(Task to carry out)
Put all of the data below into a two-column CSV headed request and answer, with one row for each text-and-answer pair in the data. Wrap each field in double quotes and replace its line breaks with spaces.

(Task input)
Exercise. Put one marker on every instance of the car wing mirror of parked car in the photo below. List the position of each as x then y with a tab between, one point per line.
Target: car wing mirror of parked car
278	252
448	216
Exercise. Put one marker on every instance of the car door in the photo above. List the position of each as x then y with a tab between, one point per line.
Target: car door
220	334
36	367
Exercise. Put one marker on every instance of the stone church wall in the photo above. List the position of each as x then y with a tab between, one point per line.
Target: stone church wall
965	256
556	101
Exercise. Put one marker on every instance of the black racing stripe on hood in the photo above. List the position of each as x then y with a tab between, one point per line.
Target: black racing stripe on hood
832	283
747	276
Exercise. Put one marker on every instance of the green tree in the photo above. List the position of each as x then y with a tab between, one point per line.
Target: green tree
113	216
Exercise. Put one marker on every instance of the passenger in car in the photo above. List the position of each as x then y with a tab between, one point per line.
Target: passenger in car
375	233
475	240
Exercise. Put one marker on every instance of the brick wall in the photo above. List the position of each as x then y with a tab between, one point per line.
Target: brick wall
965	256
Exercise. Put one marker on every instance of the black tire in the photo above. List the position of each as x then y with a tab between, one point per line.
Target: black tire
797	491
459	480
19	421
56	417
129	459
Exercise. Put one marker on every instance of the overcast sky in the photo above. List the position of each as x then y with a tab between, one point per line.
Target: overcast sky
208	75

(The result)
request,answer
"Exercise. Put one marker on every instance of the car wing mirror of parked car in the photo below. List the position of each as x then y with a tab between, one point per line. Target: car wing mirror of parked car","278	252 448	216"
"Exercise. Put one marker on every instance of the car door in the photo above. List the position of each as x then y with a tab between, one point per line. Target: car door","220	334 36	367"
"Exercise. Put one marker on every instance of the stone church wall in the photo above. List the position of each as x then y with a tab between, one point per line. Target: stone church wall","965	256 556	101"
"Exercise. Put one marker on every instance of the black racing stripe on hood in the photo above. List the position of each as x then y with a tab between, one point per line. Target: black racing stripe on hood","832	283 747	276"
"Exercise. Put one marker on every instance of the green tree in the photo above. List the position of each as x then y with a tab between, one point per line. Target: green tree","113	216"
"Exercise. Put one marker on every instance of the passenger in car in the photo above. List the position of each as x then y with a tab between, one point per line. Target: passenger in car","375	233 475	240"
"Exercise. Put one marker on every instance of the brick wall in the photo above. List the position of each as x then y with a tab between, one point per line. Target: brick wall","965	256"
"Exercise. Put one marker on every instance of the black tire in the photo above. List the position of each as x then y with a tab between, one point per line. Target: black tire","797	491 459	480 19	421 56	417 129	459"
"Exercise. Put one marker on every instance of the overcast sky in the photo above. List the position of each as x then y with a tab between, one point per line. Target: overcast sky","208	75"